- _Short problem_
Output every entry exactly, from the first line to the last.
>> Start Stored records
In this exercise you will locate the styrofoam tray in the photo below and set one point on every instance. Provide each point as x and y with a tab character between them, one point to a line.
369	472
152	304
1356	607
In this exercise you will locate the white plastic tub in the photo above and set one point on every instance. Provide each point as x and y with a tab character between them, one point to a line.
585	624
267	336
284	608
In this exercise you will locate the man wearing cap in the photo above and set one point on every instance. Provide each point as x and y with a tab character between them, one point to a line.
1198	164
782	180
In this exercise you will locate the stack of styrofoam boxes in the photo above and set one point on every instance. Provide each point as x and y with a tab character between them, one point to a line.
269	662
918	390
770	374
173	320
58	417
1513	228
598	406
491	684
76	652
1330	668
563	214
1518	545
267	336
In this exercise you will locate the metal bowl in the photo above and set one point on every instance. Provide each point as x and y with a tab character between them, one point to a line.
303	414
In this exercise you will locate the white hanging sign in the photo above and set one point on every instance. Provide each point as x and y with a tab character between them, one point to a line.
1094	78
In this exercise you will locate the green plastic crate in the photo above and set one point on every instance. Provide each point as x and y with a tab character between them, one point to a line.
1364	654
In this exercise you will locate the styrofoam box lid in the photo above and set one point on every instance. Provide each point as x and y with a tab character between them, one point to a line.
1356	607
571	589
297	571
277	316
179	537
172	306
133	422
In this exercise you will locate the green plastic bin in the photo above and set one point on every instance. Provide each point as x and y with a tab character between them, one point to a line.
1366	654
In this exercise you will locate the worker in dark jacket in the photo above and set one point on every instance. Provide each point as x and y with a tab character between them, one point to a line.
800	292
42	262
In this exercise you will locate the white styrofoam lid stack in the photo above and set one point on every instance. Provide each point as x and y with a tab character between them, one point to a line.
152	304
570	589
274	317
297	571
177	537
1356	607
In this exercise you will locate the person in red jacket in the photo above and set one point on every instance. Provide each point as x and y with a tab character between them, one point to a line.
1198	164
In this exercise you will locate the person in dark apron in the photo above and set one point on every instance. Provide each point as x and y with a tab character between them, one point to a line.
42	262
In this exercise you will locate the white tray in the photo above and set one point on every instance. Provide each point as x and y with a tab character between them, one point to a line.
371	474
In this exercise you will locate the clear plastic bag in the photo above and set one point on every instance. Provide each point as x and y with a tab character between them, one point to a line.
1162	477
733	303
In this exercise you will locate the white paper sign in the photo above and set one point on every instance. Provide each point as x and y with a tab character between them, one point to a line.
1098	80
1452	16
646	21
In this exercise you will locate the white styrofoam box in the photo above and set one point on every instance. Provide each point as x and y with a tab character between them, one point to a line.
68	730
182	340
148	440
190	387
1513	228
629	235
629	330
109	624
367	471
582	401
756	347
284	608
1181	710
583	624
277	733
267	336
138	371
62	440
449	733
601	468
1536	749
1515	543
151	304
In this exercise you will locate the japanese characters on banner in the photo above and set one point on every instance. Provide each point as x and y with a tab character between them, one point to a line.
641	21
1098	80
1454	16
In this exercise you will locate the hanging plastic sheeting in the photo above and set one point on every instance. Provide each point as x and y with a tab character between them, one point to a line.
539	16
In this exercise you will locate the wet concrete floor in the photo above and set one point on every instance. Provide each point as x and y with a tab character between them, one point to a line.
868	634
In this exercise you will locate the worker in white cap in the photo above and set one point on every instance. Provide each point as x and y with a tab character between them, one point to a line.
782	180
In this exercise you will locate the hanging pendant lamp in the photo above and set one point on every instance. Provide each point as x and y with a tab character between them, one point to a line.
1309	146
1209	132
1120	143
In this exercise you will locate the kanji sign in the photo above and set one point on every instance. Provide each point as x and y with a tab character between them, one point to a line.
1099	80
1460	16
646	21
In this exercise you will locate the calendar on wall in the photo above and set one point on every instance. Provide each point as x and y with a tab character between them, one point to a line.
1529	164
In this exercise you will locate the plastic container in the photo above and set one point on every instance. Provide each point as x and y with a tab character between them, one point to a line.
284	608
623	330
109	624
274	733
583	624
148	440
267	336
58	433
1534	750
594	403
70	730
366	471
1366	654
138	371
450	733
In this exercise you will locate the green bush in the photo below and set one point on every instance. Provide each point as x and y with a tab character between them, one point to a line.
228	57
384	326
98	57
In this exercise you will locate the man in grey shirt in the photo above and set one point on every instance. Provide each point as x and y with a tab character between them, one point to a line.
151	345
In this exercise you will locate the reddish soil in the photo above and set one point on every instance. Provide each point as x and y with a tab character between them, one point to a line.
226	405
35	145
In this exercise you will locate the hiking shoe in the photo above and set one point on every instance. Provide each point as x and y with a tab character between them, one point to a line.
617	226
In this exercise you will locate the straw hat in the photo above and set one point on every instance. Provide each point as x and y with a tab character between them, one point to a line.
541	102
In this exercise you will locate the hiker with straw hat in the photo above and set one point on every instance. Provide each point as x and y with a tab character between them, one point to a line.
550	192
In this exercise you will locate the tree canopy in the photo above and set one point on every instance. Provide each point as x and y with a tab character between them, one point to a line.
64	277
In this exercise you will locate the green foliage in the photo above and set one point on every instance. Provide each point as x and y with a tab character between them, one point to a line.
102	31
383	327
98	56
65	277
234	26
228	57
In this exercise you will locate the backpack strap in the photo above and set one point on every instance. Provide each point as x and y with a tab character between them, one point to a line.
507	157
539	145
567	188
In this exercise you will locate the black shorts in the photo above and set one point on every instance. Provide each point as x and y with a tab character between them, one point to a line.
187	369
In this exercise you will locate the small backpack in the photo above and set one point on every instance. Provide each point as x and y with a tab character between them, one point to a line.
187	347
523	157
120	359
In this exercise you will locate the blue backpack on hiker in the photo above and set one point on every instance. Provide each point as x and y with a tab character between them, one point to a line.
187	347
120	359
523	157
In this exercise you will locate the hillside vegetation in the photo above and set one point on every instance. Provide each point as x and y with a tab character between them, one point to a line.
>> End Stored records
- _Problem solution_
In this exercise you will locate the styrofoam tray in the photo below and set one point on every instance. Provide each point as x and y with a tab character between them, one point to a line.
369	472
152	304
1356	607
In this exercise you will locate the white plastic tub in the photo above and set one point on every instance. Provide each point as x and y with a tab character between them, one point to a line.
585	624
267	336
284	608
In this exercise you will locate the man wearing cap in the photo above and set one point on every instance. Provide each point as x and y with a tab character between them, one point to a line.
1198	164
782	180
In this exercise you will locate the stack of styrofoam boxes in the photo above and set one point on every instance. Provide each point as x and y with a tab character between them, one point to a line.
269	662
918	390
770	374
173	320
58	417
1513	228
598	406
491	684
76	652
1330	668
563	214
1518	545
267	336
In this exercise you will locate the metal bowl in the photo above and set one point on every instance. Provide each point as x and y with a tab character between them, one point to a line.
303	414
In this exercise you will locate the white hanging sign in the photo above and set one point on every instance. Provide each point as x and y with a tab character between them, one point to a line.
1094	78
In this exercise you will locate the green plastic crate in the photo above and set one point on every instance. Provide each point as x and y with a tab character between them, one point to a line.
1364	654
In this exercise you will locate the styrofoam box lid in the photo above and set one point on every instance. Provide each point as x and y with a tab character between them, one point to a line.
1356	607
571	589
297	571
277	316
179	537
172	306
133	422
In this exercise you will locate the green plastic bin in the photo above and set one point on every instance. Provide each point as x and y with a tab character between them, one point to a line.
1366	654
In this exercise you will locate the worker in dark jacket in the photo above and set one point on every instance. Provide each point as x and y with a tab character between them, one point to a line.
800	292
42	262
In this exercise you will locate the white styrofoam lid stack in the photo above and set one point on every instance. Provide each point as x and y with a tab character between them, one point to a line.
152	304
570	589
274	317
297	571
177	537
1356	607
In this exercise you will locate the person in red jacket in the photo above and set one point on every instance. Provide each point as x and y with a tab character between them, one point to a line.
1198	164
In this exercise you will locate the person in dark apron in the photo above and set one point on every instance. Provide each point as x and y with a tab character between them, one point to a line.
42	262
In this exercise you will locate the white tray in the photo above and set one point on every instance. Provide each point as x and y with a tab character between them, one point to a line.
371	474
In this exercise you will locate the clear plastic bag in the photo above and set one point on every instance. Provide each point as x and y with a tab character between them, one point to a line.
1162	477
733	303
In this exercise you will locate the white paper sign in the photo above and set one point on every instance. Provide each point as x and y with a tab character between them, one point to a line.
1098	80
1452	16
646	21
In this exercise you will locate the white styrofoam box in the photo above and set one point on every instance. Provide each point as x and y with a tab character between them, one point to a line.
68	730
182	340
148	440
190	387
1513	228
629	235
629	330
109	624
367	471
582	401
756	347
284	608
1181	710
583	624
277	733
267	336
138	371
62	440
449	733
601	468
1536	749
1515	543
151	304
In this exercise you will locate the japanese characters on banner in the photo above and set one point on every instance. Provide each point as x and y with a tab character between them, one point to a line.
641	21
1098	80
1454	16
In this exercise you will locate the hanging plastic sheeting in the photo above and set one point on every instance. Provide each point as x and y with a tab character between them, one point to a line.
539	16
In this exercise you will locate the wet concrete floor in the photo above and set one point on every instance. Provide each point as x and y with a tab character between them, one point to a line.
868	634
In this exercise you will locate the worker in white cap in the photo above and set one point on every instance. Provide each point as x and y with a tab character between them, one point to a line.
782	180
In this exercise you will locate the hanging pendant lamp in the photo above and set one point on every instance. Provide each point as x and y with a tab character between them, one point to a line.
1309	146
1209	132
1120	143
In this exercise you will locate the kanji sign in the photo above and set one point on every instance. Provide each point as x and y with a tab character between them, one point to a line.
1099	80
1460	16
646	21
In this exercise you will locate the calendar on wall in the photo above and set one point on every instance. Provide each point as x and y with a tab character between them, one point to a line.
1529	164
In this exercise you will locate the plastic container in the photo above and set one point on every instance. Provide each point as x and y with a tab character between them, one point to a line.
284	608
623	330
109	624
274	733
583	624
148	440
267	336
58	433
1534	750
594	403
70	730
366	471
1366	654
138	371
450	733
In this exercise you will locate the green bush in the photo below and set one point on every instance. Provide each point as x and y with a tab character between them, one point to a line.
228	57
384	326
98	57
In this exercise you will locate the man in grey shirt in the photo above and set one point on every instance. Provide each point as x and y with a tab character between them, one point to a line.
151	345
In this exercise you will locate the reddish soil in the photo above and set one point on every instance. Provide each point as x and y with a tab character between them, one point to a line.
226	405
35	145
In this exercise you will locate the hiking shoe in the photo above and set one point on every instance. Provide each point as x and y with a tab character between them, one point to a line.
617	226
In this exercise you will locate the straw hat in the photo above and set one point on every instance. Provide each point as x and y with a tab character between them, one point to a line.
541	102
In this exercise you will locate the hiker with straw hat in the photo above and set one point on every instance. Provide each point as x and y with a tab character between them, one point to a line.
550	192
In this exercise you will locate the tree canopy in the photo above and set one point on every instance. Provide each point as x and y with a tab character between them, one point to a line.
64	277
In this exercise you will locate the green foliage in the photo above and set one point on every instance. Provide each point as x and y with a tab character between them, one point to a line.
102	31
383	327
98	56
65	277
234	26
228	57
In this exercise you will locate the backpack strap in the photo above and set one point on every instance. Provide each point as x and y with a tab character between them, one point to a line.
507	157
539	145
567	188
In this exercise you will locate the black shorts in the photo above and set one point on every instance. Provide each point as x and y with a tab character between them, one point to a line.
187	369
In this exercise you will locate the small backpack in the photo above and set one point on every instance. Provide each point as x and y with a tab character between them, one point to a line.
187	347
523	157
120	359
In this exercise you will locate the blue backpack on hiker in the photo above and set one point on every instance. Provide each point as x and y with a tab character between them, one point to a line.
187	347
120	359
523	157
In this exercise you will locate the hillside vegetation in the photo above and set one point on every instance. Provide each point as x and y with a tab character between them, one point to a line.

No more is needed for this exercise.